─── Material provided
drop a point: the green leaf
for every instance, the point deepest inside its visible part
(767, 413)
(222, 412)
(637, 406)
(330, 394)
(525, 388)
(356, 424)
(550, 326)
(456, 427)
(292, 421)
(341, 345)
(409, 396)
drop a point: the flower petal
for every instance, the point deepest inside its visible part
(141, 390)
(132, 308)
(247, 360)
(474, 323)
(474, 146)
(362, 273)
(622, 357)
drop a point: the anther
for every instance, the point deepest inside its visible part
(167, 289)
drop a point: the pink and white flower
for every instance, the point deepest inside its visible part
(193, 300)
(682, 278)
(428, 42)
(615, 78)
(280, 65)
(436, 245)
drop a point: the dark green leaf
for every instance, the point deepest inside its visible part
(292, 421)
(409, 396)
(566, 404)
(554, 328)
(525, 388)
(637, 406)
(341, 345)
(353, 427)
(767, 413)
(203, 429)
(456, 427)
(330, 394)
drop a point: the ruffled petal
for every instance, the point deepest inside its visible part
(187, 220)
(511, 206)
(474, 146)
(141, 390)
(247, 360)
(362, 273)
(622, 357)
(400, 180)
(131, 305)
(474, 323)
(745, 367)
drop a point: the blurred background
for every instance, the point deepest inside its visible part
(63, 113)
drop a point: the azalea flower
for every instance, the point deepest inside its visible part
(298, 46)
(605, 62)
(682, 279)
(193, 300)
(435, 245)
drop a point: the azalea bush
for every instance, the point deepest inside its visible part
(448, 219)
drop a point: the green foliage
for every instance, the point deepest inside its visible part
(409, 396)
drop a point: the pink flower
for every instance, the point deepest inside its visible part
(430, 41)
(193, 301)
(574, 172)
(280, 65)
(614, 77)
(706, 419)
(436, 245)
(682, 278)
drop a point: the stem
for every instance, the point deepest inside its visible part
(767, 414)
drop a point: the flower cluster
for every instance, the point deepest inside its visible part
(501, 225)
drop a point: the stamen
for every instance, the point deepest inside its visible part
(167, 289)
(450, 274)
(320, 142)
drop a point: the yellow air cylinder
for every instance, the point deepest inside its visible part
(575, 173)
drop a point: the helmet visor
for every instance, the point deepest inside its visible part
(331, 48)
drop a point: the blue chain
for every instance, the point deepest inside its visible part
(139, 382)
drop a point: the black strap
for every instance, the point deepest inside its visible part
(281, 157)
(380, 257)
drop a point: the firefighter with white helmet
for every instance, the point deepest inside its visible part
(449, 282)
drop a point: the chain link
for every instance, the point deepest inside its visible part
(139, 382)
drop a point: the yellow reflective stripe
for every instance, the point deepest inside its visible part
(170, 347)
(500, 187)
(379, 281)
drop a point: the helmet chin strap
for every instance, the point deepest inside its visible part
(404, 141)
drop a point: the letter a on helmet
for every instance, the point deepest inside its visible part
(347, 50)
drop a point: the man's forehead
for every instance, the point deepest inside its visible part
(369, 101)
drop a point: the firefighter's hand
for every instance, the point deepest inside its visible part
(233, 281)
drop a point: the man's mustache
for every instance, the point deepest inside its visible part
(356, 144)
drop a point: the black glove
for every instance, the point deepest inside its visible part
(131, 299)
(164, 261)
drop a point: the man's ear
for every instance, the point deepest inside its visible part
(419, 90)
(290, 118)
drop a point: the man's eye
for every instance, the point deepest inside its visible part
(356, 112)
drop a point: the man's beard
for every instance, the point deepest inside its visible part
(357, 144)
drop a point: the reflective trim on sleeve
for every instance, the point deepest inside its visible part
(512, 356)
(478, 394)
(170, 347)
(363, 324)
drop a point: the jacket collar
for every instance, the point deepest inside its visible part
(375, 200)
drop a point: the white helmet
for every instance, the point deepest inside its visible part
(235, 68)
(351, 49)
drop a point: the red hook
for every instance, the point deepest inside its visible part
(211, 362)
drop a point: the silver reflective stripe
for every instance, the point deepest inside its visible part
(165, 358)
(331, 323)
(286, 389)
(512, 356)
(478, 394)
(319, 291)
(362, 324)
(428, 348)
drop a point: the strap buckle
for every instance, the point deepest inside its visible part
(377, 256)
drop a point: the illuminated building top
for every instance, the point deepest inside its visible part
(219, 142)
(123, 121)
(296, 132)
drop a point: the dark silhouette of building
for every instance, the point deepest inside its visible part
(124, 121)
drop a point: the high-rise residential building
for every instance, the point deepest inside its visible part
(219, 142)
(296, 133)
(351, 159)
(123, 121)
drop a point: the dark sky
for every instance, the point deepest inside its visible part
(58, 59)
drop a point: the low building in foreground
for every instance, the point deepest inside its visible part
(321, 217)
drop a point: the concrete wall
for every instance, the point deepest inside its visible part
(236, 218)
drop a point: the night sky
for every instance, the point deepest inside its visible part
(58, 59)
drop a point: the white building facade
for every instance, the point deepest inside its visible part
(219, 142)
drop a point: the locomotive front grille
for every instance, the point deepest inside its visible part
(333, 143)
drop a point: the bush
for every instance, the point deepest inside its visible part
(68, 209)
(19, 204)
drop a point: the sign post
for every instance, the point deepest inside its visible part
──────
Exercise prompt
Every line above has to be restated word for word.

Exercise answer
drop a point: the green leaf
for every instance, the point deepest inside its visible part
(767, 413)
(222, 412)
(637, 406)
(330, 394)
(525, 388)
(356, 424)
(550, 326)
(456, 427)
(292, 421)
(341, 345)
(409, 396)
drop a point: the flower petal
for every instance, the point deepest inside its visible part
(141, 390)
(132, 308)
(247, 360)
(474, 323)
(474, 146)
(362, 273)
(622, 357)
drop a point: the anther
for every instance, the point deepest inside its visible part
(167, 289)
drop a point: the pink and white flower
for every instance, the point deepest inside its visible part
(193, 300)
(682, 278)
(428, 42)
(615, 78)
(280, 65)
(436, 245)
drop a point: the dark green leaf
for every instance, the point deepest inside its visible part
(292, 421)
(409, 396)
(566, 404)
(554, 328)
(525, 388)
(637, 406)
(341, 345)
(353, 427)
(767, 413)
(203, 429)
(456, 427)
(330, 394)
drop a point: the ruffled petal
for every instance, the point deepest inside its visible part
(187, 220)
(511, 206)
(474, 146)
(141, 390)
(247, 360)
(362, 273)
(622, 357)
(400, 180)
(131, 305)
(474, 323)
(745, 367)
drop a point: the blurred background
for every instance, the point deepest inside its visible part
(63, 113)
drop a point: the azalea flower
for every instance, the point deepest inside its visible part
(298, 46)
(605, 62)
(682, 279)
(193, 300)
(435, 245)
drop a point: the azalea bush
for every instance, the point deepest inside its visible part
(448, 219)
drop a point: the green foliage
for every instance, the point deepest inside its visible part
(409, 396)
drop a point: the pink flower
for every instance, the point deepest inside its visible part
(430, 41)
(193, 301)
(574, 172)
(280, 65)
(614, 77)
(706, 419)
(436, 245)
(682, 278)
drop a point: the stem
for every instance, the point deepest inside its visible part
(767, 414)
drop a point: the flower cluster
for every instance, the point deepest inside its visible part
(501, 225)
drop a point: the stamen
for every instance, the point deepest inside its visible part
(167, 289)
(450, 274)
(320, 142)
drop a point: the yellow air cylinder
for every instance, the point deepest inside its visible part
(575, 173)
drop a point: the helmet visor
for every instance, the point deepest inside its visible part
(331, 48)
drop a point: the blue chain
for every instance, the point deepest inside its visible part
(139, 382)
drop a point: the black strap
for every instance, the point deepest inside its visible part
(281, 157)
(380, 257)
drop a point: the firefighter with white helmet
for every instance, the point deepest inside its visible part
(449, 282)
drop a point: the chain link
for every instance, the point deepest inside its visible part
(139, 382)
drop a point: the yellow reflective stripe
for every instance, the point deepest inside its visible part
(170, 347)
(500, 187)
(379, 281)
drop a point: the helmet chin strap
for every instance, the point deepest inside its visible part
(404, 141)
drop a point: the letter a on helmet
for every instance, the point deepest inside its visible part
(347, 50)
drop a point: the man's forehead
for every instance, the point deepest inside its visible part
(369, 101)
drop a point: the firefighter's hand
for every instance, the point deepest inside its visible part
(233, 281)
drop a point: the man's mustache
for every instance, the point deepest inside its visible part
(356, 144)
drop a point: the black glove
for every instance, the point deepest inside its visible part
(131, 299)
(164, 261)
drop a point: the man's ear
for every instance, the point deepest inside its visible part
(419, 90)
(290, 118)
drop a point: the man's eye
for every instance, the point deepest inside its visible part
(356, 112)
drop a point: the man's beard
for every instance, the point deepest inside its visible part
(357, 144)
drop a point: the reflective trim on sleeve
for every instance, the point deepest inside its visible part
(512, 356)
(478, 394)
(170, 347)
(363, 324)
drop a point: the jacket collar
for every instance, the point deepest inside its visible part
(375, 200)
drop a point: the white helmet
for every instance, the point deepest inside its visible part
(235, 68)
(351, 49)
drop a point: the red hook
for every instance, the point deepest inside its visible part
(211, 362)
drop a point: the silver reflective stripe
for every instance, the point deepest inside its visible part
(165, 358)
(331, 323)
(286, 389)
(512, 356)
(478, 394)
(319, 291)
(362, 324)
(428, 348)
drop a point: the strap buckle
for every instance, the point deepest inside its visible part
(377, 256)
drop a point: the illuminated building top
for every instance, the point deepest inside its visible part
(219, 142)
(123, 121)
(296, 132)
drop a point: the dark silhouette of building
for every instance, the point deepest inside its visible part
(124, 121)
drop a point: the high-rise residential building
for every instance, the point deepest inside its visible part
(219, 142)
(296, 133)
(351, 159)
(123, 121)
drop a point: the dark sky
for every instance, the point deepest inside its visible part
(58, 59)
drop a point: the low building in foreground
for every instance, the point deepest inside its visible part
(321, 217)
drop a point: the concrete wall
for every instance, the point deepest inside its visible part
(236, 218)
drop a point: the night sky
for every instance, the point deepest inside its visible part
(58, 59)
drop a point: the white building facade
for every instance, the point deepest inside its visible part
(219, 142)
drop a point: the locomotive front grille
for every instance, the point deepest inside its visible part
(333, 143)
drop a point: the bush
for every instance, the point deepest inside its visible part
(68, 209)
(19, 204)
drop a point: the sign post
for every instance, the point deepest inside its visible part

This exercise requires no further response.